[Object detection data]
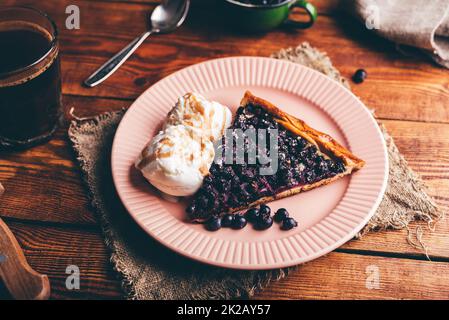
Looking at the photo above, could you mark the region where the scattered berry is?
[255,217,273,230]
[205,217,221,231]
[221,213,234,228]
[352,69,368,83]
[281,218,298,230]
[232,214,248,229]
[274,208,289,222]
[245,208,259,222]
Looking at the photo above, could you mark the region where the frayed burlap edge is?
[272,42,444,255]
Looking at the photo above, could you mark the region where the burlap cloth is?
[348,0,449,68]
[69,43,439,299]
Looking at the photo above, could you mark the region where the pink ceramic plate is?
[112,57,388,269]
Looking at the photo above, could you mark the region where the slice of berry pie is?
[186,91,365,222]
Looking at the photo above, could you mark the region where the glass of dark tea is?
[0,7,62,149]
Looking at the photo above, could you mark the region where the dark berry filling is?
[281,218,298,230]
[186,105,345,219]
[274,208,289,222]
[232,214,248,229]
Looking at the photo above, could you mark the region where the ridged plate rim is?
[111,57,388,270]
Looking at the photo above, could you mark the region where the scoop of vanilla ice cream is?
[136,125,215,196]
[165,93,232,141]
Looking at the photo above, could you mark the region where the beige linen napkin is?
[348,0,449,68]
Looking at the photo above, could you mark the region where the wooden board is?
[0,0,449,299]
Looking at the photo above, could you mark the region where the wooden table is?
[0,0,449,299]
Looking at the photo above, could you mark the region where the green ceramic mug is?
[225,0,318,31]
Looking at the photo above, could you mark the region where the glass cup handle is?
[285,0,318,29]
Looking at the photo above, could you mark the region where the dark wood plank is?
[8,222,122,299]
[9,223,449,299]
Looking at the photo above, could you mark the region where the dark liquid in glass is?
[0,23,61,147]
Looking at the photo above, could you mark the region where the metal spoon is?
[84,0,190,87]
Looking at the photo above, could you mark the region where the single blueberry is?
[274,208,289,222]
[221,213,234,228]
[255,217,273,230]
[245,208,259,222]
[232,214,248,229]
[205,217,221,231]
[352,69,368,83]
[259,204,271,216]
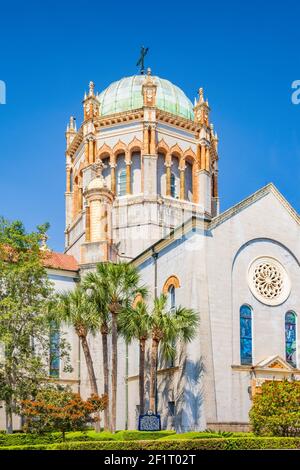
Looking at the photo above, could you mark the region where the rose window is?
[248,258,290,305]
[253,263,283,299]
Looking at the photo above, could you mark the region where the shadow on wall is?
[158,348,204,432]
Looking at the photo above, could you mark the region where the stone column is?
[150,126,156,155]
[78,184,83,212]
[66,165,71,193]
[89,137,95,163]
[200,145,206,170]
[205,147,210,171]
[165,160,172,196]
[84,139,89,165]
[85,205,91,242]
[197,170,211,214]
[144,126,150,155]
[179,166,186,199]
[72,183,78,219]
[110,163,117,194]
[192,162,199,204]
[126,162,131,194]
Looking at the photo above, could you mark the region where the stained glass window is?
[118,170,126,196]
[285,312,297,367]
[167,285,176,367]
[50,322,60,377]
[171,173,177,197]
[168,286,175,311]
[240,305,252,365]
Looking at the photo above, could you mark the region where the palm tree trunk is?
[111,313,118,432]
[102,332,109,431]
[139,338,146,415]
[149,338,159,413]
[5,402,13,434]
[80,336,100,432]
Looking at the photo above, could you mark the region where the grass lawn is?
[0,431,300,450]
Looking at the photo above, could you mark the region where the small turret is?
[194,88,210,126]
[83,81,100,121]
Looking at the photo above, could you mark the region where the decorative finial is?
[89,81,95,96]
[68,116,77,131]
[41,233,49,251]
[199,88,204,103]
[136,46,149,75]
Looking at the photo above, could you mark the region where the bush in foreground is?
[0,437,300,451]
[249,380,300,437]
[22,389,108,440]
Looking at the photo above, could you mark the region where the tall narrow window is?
[285,312,297,367]
[171,173,177,197]
[49,322,60,377]
[167,285,176,367]
[240,305,252,365]
[118,169,126,196]
[168,286,175,312]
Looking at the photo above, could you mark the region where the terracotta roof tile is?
[43,251,79,271]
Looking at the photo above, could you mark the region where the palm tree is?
[119,300,151,414]
[96,263,146,432]
[83,263,110,430]
[149,294,198,411]
[58,285,100,432]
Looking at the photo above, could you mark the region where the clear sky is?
[0,0,300,250]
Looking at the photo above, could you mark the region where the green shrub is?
[0,437,300,451]
[249,380,300,437]
[115,430,176,441]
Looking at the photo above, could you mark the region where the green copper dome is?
[98,75,194,120]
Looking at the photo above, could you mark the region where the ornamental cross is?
[136,46,149,75]
[93,158,107,178]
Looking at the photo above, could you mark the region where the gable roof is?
[131,183,300,266]
[209,183,300,229]
[43,251,79,271]
[253,355,295,372]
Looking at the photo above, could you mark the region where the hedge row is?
[0,431,175,447]
[0,437,300,451]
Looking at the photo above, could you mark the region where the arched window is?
[168,285,176,312]
[240,305,252,365]
[118,169,126,196]
[171,173,177,197]
[70,168,73,192]
[285,312,297,367]
[49,321,60,377]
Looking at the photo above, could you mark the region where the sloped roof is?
[43,251,79,271]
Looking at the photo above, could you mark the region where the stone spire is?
[66,116,77,148]
[83,81,100,121]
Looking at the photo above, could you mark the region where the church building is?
[2,69,300,432]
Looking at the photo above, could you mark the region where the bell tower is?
[194,88,219,217]
[81,159,114,266]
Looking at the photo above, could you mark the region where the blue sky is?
[0,0,300,250]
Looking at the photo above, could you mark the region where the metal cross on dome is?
[93,158,107,177]
[136,46,149,75]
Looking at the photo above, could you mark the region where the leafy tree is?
[249,380,300,436]
[149,294,198,411]
[119,300,151,414]
[89,263,146,432]
[21,388,107,441]
[0,218,70,433]
[83,263,110,430]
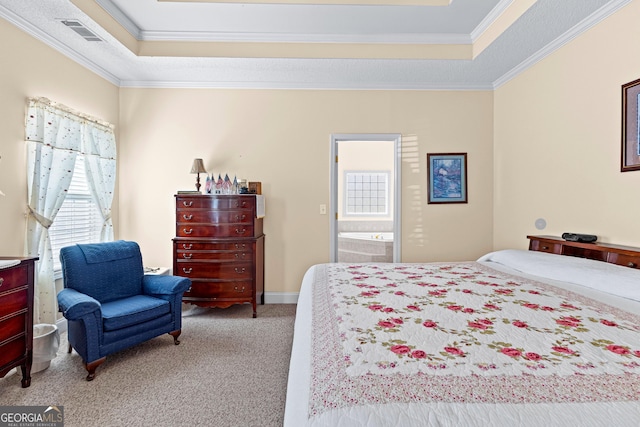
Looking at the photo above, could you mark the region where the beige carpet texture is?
[0,304,296,427]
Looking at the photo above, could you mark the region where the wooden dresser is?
[173,194,264,317]
[527,236,640,268]
[0,257,38,387]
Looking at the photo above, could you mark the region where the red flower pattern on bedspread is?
[309,262,640,415]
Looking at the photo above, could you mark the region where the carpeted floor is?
[0,304,296,427]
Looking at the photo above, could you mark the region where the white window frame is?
[49,154,102,279]
[343,170,391,217]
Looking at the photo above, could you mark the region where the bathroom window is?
[344,171,390,216]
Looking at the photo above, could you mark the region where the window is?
[344,171,389,215]
[49,154,102,273]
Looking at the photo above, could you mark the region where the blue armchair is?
[58,240,191,381]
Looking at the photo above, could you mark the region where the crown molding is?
[139,31,472,45]
[95,0,142,40]
[469,0,515,43]
[493,0,633,90]
[0,5,121,86]
[120,80,493,91]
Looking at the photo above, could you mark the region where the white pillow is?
[478,249,640,301]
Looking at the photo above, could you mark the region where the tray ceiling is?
[0,0,631,90]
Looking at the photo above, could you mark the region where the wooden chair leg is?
[84,357,107,381]
[169,329,182,345]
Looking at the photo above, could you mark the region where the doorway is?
[330,134,401,262]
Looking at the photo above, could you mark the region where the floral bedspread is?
[309,262,640,416]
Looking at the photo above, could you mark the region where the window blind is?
[49,154,102,272]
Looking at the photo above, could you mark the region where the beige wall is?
[120,89,493,292]
[0,19,119,256]
[494,2,640,249]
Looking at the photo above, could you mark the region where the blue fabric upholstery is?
[102,295,171,332]
[58,240,191,379]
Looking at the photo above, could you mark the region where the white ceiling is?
[0,0,631,90]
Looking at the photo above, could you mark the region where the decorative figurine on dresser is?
[173,194,264,317]
[0,257,38,387]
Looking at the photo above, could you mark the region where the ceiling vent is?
[60,19,102,42]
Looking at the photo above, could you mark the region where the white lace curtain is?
[25,98,116,323]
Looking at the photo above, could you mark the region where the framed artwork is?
[620,79,640,172]
[427,153,467,203]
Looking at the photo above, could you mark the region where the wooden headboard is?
[527,236,640,269]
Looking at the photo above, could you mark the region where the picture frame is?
[427,153,467,204]
[620,79,640,172]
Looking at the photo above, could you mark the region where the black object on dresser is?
[173,194,264,317]
[0,257,38,387]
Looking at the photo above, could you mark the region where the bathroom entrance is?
[330,134,401,262]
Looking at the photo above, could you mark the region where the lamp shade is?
[191,159,207,173]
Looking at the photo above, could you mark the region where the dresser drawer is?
[0,266,27,292]
[176,209,253,224]
[174,240,253,253]
[175,249,253,262]
[176,224,253,238]
[0,286,28,319]
[0,313,27,343]
[178,262,253,280]
[184,280,253,298]
[176,195,256,212]
[0,336,27,366]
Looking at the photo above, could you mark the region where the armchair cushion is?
[60,240,144,303]
[102,295,171,331]
[58,289,100,320]
[142,274,191,295]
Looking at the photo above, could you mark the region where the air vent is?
[60,19,102,42]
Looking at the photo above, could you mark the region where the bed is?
[284,240,640,427]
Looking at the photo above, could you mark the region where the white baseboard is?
[264,292,299,304]
[56,317,67,333]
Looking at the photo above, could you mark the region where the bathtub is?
[338,231,393,262]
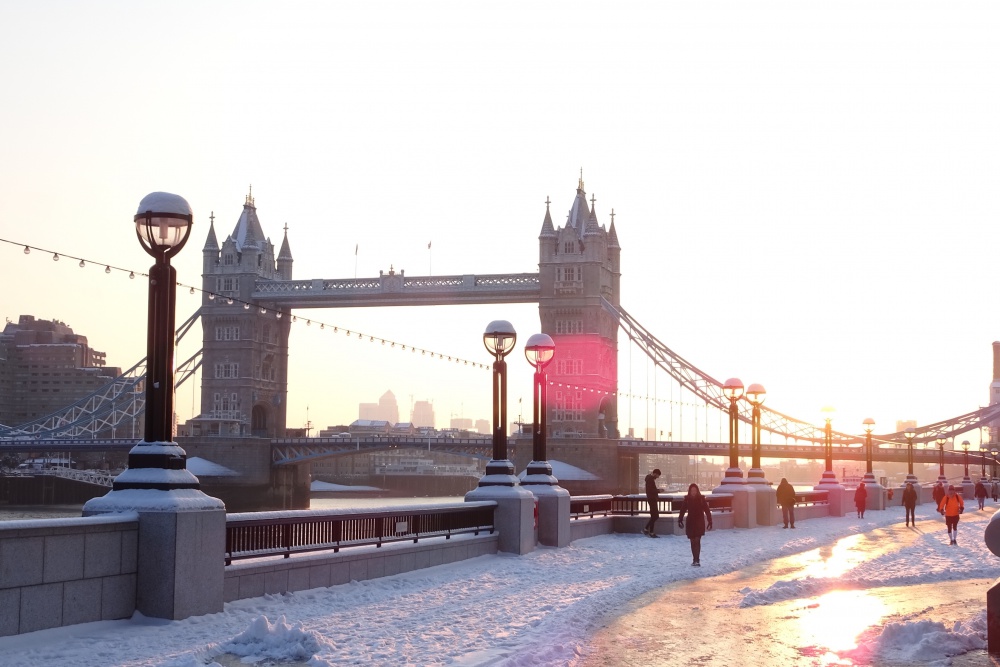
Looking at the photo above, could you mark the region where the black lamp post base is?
[112,442,200,491]
[521,461,559,486]
[479,459,518,487]
[722,468,746,484]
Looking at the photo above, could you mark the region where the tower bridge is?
[0,178,1000,512]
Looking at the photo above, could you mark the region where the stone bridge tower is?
[538,174,621,438]
[191,191,292,438]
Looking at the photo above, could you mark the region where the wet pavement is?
[580,522,1000,667]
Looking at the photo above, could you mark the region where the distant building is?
[358,391,399,424]
[0,315,121,428]
[451,417,472,431]
[410,401,435,428]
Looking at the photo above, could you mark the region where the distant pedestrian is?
[642,468,660,537]
[677,484,712,567]
[854,482,868,519]
[903,482,917,526]
[938,486,965,544]
[931,482,945,505]
[775,477,795,528]
[975,479,987,509]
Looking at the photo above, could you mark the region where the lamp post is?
[962,440,972,486]
[862,417,875,487]
[722,378,746,484]
[746,382,767,484]
[819,406,837,486]
[523,333,559,485]
[113,192,199,491]
[903,426,919,485]
[938,438,948,488]
[479,320,517,486]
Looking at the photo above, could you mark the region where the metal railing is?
[226,501,496,565]
[569,495,614,519]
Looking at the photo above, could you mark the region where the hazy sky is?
[0,0,1000,442]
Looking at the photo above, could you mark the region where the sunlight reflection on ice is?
[792,535,871,578]
[799,591,888,664]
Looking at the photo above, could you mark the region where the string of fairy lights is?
[0,238,720,408]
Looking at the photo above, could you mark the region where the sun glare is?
[799,591,887,664]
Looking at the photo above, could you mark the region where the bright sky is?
[0,1,1000,443]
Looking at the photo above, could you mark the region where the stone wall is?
[0,513,139,636]
[223,533,499,602]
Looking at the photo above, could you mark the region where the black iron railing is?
[226,501,496,565]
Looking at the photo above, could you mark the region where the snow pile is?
[213,616,335,662]
[841,610,986,664]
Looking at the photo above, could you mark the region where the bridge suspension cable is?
[603,300,1000,445]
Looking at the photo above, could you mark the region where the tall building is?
[538,175,621,437]
[189,189,293,438]
[358,391,399,424]
[0,315,121,428]
[410,401,435,428]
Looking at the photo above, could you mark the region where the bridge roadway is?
[0,436,992,466]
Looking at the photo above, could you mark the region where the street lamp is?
[903,426,919,484]
[862,417,875,487]
[113,192,199,491]
[938,438,948,488]
[522,333,558,486]
[722,378,745,484]
[746,382,767,484]
[479,320,517,486]
[819,406,837,486]
[962,440,972,486]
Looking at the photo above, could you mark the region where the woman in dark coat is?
[774,477,795,528]
[903,482,917,526]
[677,484,712,567]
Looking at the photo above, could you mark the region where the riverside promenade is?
[0,504,1000,667]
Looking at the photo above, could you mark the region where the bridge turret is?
[538,175,620,436]
[201,211,219,274]
[278,224,294,280]
[191,194,292,438]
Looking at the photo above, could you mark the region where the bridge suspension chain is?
[603,300,1000,445]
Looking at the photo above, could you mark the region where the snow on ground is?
[0,505,1000,667]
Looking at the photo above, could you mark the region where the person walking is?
[775,477,795,528]
[854,482,868,519]
[677,484,712,567]
[642,468,660,537]
[975,479,987,509]
[931,482,945,506]
[903,482,917,526]
[938,486,965,545]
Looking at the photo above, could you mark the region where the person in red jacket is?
[938,486,965,544]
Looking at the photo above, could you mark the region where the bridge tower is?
[191,190,293,438]
[538,173,621,438]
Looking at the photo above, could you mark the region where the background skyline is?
[0,1,1000,442]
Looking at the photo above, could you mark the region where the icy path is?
[0,505,1000,667]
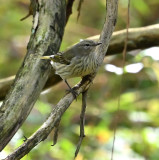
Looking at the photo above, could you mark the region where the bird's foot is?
[66,88,78,100]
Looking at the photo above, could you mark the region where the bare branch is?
[77,0,84,21]
[66,0,75,23]
[3,0,118,160]
[0,24,159,100]
[75,90,88,158]
[0,0,65,151]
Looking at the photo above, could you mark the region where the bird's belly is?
[51,58,95,79]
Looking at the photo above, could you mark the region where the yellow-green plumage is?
[41,40,101,98]
[41,40,101,79]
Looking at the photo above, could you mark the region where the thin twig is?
[51,120,60,146]
[75,89,88,158]
[77,0,84,21]
[66,0,75,23]
[111,0,130,160]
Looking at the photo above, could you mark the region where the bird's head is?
[75,40,102,53]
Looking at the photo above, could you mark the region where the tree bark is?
[5,0,118,160]
[0,0,66,151]
[0,24,159,100]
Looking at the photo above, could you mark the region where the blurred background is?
[0,0,159,160]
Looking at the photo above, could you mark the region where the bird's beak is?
[40,56,50,59]
[96,42,102,46]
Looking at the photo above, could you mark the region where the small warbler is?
[41,40,102,98]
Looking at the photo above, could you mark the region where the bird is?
[40,40,102,98]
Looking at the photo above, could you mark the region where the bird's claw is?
[66,88,78,100]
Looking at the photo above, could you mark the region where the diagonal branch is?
[0,24,159,100]
[3,0,118,160]
[0,0,65,151]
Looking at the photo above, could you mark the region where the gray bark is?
[3,0,118,160]
[0,0,66,151]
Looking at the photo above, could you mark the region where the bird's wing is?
[52,52,70,65]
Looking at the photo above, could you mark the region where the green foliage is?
[0,0,159,160]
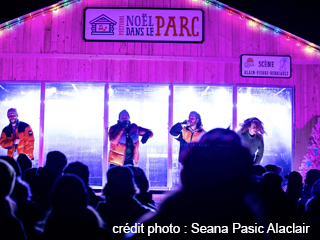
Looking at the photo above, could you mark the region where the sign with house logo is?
[83,8,204,43]
[240,54,291,78]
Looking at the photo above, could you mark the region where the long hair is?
[189,111,202,128]
[238,117,266,135]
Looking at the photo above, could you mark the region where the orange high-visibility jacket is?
[0,120,34,159]
[108,123,153,166]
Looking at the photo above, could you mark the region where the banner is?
[240,54,291,78]
[83,8,204,43]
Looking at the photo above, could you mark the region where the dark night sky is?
[0,0,320,45]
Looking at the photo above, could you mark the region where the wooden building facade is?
[0,0,320,188]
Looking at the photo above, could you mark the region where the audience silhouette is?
[0,128,320,240]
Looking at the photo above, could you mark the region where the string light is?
[0,0,80,31]
[249,20,258,27]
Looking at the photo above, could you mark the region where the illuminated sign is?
[83,8,204,43]
[240,54,291,78]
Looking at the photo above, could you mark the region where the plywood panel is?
[133,61,142,82]
[107,60,114,82]
[126,60,137,82]
[160,61,171,82]
[155,61,164,82]
[149,61,156,82]
[91,59,103,81]
[99,59,108,81]
[64,4,77,53]
[36,58,45,80]
[196,61,204,83]
[141,61,149,82]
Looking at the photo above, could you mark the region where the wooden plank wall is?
[0,0,320,170]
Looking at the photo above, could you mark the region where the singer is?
[238,117,266,164]
[170,111,206,163]
[108,110,153,168]
[0,108,34,160]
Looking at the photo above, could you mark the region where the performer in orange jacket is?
[108,110,153,167]
[0,108,34,160]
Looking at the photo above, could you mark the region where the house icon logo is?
[89,14,117,35]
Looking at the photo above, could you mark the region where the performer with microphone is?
[170,111,206,163]
[108,110,153,167]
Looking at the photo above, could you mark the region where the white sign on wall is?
[240,54,291,78]
[83,8,204,43]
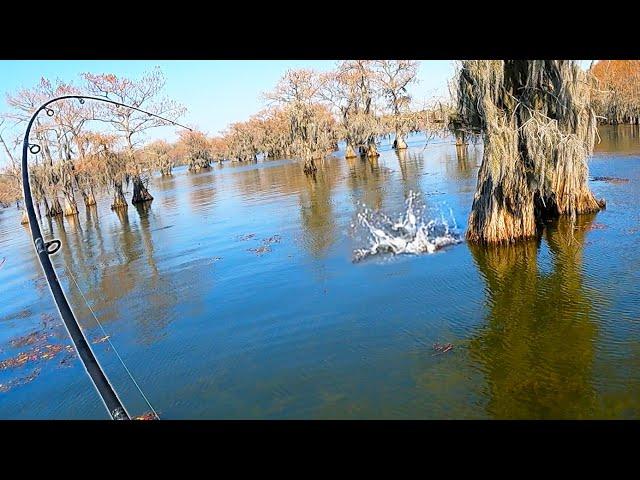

◆ **Short task**: Output verbatim the lines of the records from the line containing "with microphone is?" through the end of the records, both ends included. Leave the pictures out of the answer.

◆ **The reply**:
Looking at the photo above, could you mark the region where the performer with microphone is?
[170,111,206,163]
[108,110,153,167]
Looking at the photo above, could you mark the region where the white sign on wall is?
[240,54,291,78]
[83,8,204,43]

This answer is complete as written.